■ Task goal
Switch each occurrence of "single pin" in the data below to "single point", and reproduce all other text unchanged.

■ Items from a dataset
■ ■ ■ ■ ■ ■ ■

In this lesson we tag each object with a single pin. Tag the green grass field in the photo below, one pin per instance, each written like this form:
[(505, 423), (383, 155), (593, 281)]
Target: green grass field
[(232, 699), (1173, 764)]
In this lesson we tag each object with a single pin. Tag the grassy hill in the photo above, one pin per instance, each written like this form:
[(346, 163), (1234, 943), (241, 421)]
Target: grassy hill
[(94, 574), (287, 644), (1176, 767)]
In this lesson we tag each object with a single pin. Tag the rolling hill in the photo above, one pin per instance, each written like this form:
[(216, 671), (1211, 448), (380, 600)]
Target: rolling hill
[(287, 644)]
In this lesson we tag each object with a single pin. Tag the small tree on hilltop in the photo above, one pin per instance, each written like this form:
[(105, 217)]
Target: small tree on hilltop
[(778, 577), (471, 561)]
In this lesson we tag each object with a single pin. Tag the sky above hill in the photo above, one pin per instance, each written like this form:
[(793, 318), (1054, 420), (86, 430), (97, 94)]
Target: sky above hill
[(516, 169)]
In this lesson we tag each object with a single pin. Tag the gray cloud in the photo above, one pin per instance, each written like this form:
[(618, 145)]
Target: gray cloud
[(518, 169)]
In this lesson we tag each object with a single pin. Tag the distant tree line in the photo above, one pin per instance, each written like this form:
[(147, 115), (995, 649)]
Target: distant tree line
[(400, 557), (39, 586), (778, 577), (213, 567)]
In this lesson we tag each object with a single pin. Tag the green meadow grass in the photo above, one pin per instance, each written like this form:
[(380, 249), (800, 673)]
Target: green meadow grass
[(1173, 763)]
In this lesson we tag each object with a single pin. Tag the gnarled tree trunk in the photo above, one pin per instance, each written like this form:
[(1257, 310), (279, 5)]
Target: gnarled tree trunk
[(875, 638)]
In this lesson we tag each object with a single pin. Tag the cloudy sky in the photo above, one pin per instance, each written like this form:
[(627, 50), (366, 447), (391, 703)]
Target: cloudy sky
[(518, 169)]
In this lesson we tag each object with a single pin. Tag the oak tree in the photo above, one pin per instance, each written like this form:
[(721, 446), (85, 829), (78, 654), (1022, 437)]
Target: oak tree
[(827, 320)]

■ ■ ■ ■ ■ ■ ■

■ Response
In this lesson we tag each object with a single point. Tag the green grass field in the photo below, one pin per instance, each written like this form:
[(505, 423), (383, 155), (593, 281)]
Target: green grass field
[(232, 699), (1173, 764)]
In this lesson we tag each object with a single point. Tag the grassy hill in the photo above, one pin per instance, each written like this form:
[(346, 163), (1234, 943), (241, 421)]
Target: grassy hill
[(94, 574), (287, 644), (1176, 767)]
In this lesson we tag each object with a single point. Tag the rolling hill in the photo above, one pin per instance, each written like this form:
[(216, 671), (1211, 448), (380, 600)]
Target: rolling hill
[(287, 644)]
In this lesson we tag each object with a single point. Tag the small tree on hilltop in the photo above, one pin per instance, each written like this form:
[(105, 217)]
Target: small tree on hilltop
[(778, 577), (471, 561)]
In this lesson we tag each object with a single point. Tag the sky above hill in the photo above, one pin per instance, each written like this form:
[(793, 318), (1054, 420), (86, 430), (97, 94)]
Target: sky above hill
[(516, 169)]
In this lesson we tag each object with a single point. Tag the gray cloud in the photo above, one pin per instance, each written like this form:
[(618, 145)]
Target: gray cloud
[(518, 169)]
In this lesson we tag each object with a single point. Tag the distant tree line in the photo above, one pin per instance, each written like this form:
[(147, 115), (995, 649)]
Target: distant tree line
[(400, 557), (39, 586), (778, 577), (213, 567)]
In this lesson we tag each object with a single point. Tag the green meadow grass in the photo above, one pin per instance, each written like this form:
[(380, 249), (800, 673)]
Target: green meadow grass
[(1173, 763)]
In this lesson we tag each object with a single point. Tag the gnarled tree trunk in the photo above, one pin per instance, each written like this form:
[(1257, 310), (279, 5)]
Target: gnarled tree trunk
[(875, 638)]
In this lesson we tag each object with a single point. Tag the cloudy sky in the photo above, one pin per instance, each written like this form:
[(627, 50), (366, 447), (391, 703)]
Target: cloudy sky
[(518, 169)]
In this lesson we tag each object with a single point. Tag the oak tree in the photo above, one pin per instance, each written like this form:
[(721, 446), (85, 829), (78, 654), (1022, 437)]
Target: oak tree
[(827, 320)]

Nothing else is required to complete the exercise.